TASK PROMPT: Take the entries below and print all of them exactly, please.

MATERIAL SUPPLIED:
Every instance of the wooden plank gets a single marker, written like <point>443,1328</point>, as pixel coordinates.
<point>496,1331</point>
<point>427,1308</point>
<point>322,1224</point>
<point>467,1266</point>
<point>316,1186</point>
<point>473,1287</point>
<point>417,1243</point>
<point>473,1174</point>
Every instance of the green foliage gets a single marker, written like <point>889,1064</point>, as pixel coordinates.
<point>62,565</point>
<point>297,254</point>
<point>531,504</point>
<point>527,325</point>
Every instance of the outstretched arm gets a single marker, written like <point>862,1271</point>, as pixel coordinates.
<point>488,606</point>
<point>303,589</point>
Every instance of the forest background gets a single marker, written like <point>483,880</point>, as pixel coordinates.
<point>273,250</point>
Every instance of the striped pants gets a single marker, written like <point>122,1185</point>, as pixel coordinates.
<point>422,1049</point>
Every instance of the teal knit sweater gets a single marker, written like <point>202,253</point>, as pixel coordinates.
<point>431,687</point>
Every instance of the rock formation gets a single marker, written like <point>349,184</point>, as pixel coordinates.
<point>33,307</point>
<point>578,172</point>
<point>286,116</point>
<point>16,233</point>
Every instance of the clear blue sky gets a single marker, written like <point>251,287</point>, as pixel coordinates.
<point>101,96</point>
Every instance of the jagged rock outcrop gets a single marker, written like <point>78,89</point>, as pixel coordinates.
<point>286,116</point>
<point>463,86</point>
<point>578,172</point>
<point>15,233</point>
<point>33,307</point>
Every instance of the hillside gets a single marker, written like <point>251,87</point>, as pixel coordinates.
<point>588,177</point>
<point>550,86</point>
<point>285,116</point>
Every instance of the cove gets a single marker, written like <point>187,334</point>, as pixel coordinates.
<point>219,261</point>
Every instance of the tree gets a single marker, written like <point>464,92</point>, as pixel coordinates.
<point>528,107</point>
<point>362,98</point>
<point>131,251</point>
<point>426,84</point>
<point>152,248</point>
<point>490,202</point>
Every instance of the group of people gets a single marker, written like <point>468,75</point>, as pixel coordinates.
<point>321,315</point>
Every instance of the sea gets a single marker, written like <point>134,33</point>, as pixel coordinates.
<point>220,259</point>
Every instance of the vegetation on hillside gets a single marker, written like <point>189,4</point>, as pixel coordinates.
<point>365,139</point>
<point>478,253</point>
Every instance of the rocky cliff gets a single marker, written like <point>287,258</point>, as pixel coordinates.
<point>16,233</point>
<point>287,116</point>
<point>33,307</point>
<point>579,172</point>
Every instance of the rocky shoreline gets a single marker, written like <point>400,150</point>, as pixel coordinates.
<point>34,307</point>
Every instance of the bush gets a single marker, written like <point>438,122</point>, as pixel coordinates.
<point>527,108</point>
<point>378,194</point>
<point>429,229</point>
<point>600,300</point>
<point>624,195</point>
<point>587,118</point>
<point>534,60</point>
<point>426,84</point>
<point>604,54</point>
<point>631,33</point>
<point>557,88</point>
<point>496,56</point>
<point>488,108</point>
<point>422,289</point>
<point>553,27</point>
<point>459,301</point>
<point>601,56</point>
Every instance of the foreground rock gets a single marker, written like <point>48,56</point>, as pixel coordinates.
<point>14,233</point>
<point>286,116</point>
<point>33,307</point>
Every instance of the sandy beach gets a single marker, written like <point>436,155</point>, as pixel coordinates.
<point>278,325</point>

EXPECTED OUTPUT:
Every instance of the wooden plank gets a single marker, written like <point>443,1328</point>, as pixel coordinates.
<point>496,1331</point>
<point>427,1308</point>
<point>322,1224</point>
<point>467,1266</point>
<point>316,1186</point>
<point>473,1287</point>
<point>417,1243</point>
<point>473,1174</point>
Every instance of the green foliage gets a single marker, written like <point>889,1064</point>, as pixel coordinates.
<point>62,565</point>
<point>297,254</point>
<point>531,504</point>
<point>527,325</point>
Every instance of the outstretched arm gets a single marker, written like <point>862,1271</point>, as pixel coordinates.
<point>488,606</point>
<point>303,589</point>
Every instance of the forest background gets a single marker, written like <point>483,880</point>, as pixel coordinates.
<point>273,250</point>
Every instance of the striped pants gets a single marker, written like <point>122,1185</point>, as pixel coordinates.
<point>422,1049</point>
Every instance of the teal knit sweater gets a single marker, written like <point>202,253</point>, as pixel coordinates.
<point>431,687</point>
Every instance of the rock formation gets a single marker, written like <point>349,184</point>, as pixel coordinates.
<point>33,307</point>
<point>578,172</point>
<point>286,116</point>
<point>16,233</point>
Every instance of the clear blue sky gets a single marker, written like <point>251,287</point>, as pixel coordinates.
<point>101,96</point>
Every instance of the jagged rock outcrop gets a single marker, written like <point>78,89</point>, as pixel coordinates.
<point>286,116</point>
<point>463,86</point>
<point>578,172</point>
<point>15,233</point>
<point>33,307</point>
Every instance of the hillside gets a single marker, written like <point>251,87</point>, as pixel coordinates.
<point>588,177</point>
<point>550,86</point>
<point>285,116</point>
Every instance of the cove gets a single marker, written like <point>187,334</point>, as pixel coordinates.
<point>219,261</point>
Every instance of the tree gets a single marker, written like <point>464,92</point>, as pixel coordinates.
<point>528,107</point>
<point>362,98</point>
<point>131,251</point>
<point>426,84</point>
<point>152,248</point>
<point>490,202</point>
Every instance of the group of people gets a single marker, written like <point>468,75</point>, as pixel coordinates.
<point>321,315</point>
Every instance of the sea gets a single marker, written like <point>134,33</point>, as pixel coordinates.
<point>220,259</point>
Every instance of the vegetation on hillside gets a single marker, written like <point>189,4</point>, as pixel coordinates.
<point>365,139</point>
<point>478,253</point>
Every instance of the rocky cliff gets a single marker, written like <point>287,258</point>, as pixel coordinates.
<point>16,233</point>
<point>287,116</point>
<point>33,307</point>
<point>579,172</point>
Every instance of the rocky shoreline gets a single marker, written like <point>400,150</point>, as pixel coordinates.
<point>34,307</point>
Every instance of the bush gets a single marker, written like <point>438,122</point>, as pixel coordinates.
<point>527,108</point>
<point>378,194</point>
<point>429,229</point>
<point>600,300</point>
<point>624,195</point>
<point>587,118</point>
<point>534,60</point>
<point>426,84</point>
<point>604,54</point>
<point>631,33</point>
<point>557,88</point>
<point>496,56</point>
<point>488,108</point>
<point>422,289</point>
<point>553,27</point>
<point>459,301</point>
<point>601,56</point>
Every instance of the foreground rock gets a single marker, written like <point>48,56</point>, as pixel coordinates.
<point>14,233</point>
<point>286,116</point>
<point>33,307</point>
Every instance of the sandy beach gets a single marker, written like <point>436,155</point>, as pixel coordinates.
<point>278,325</point>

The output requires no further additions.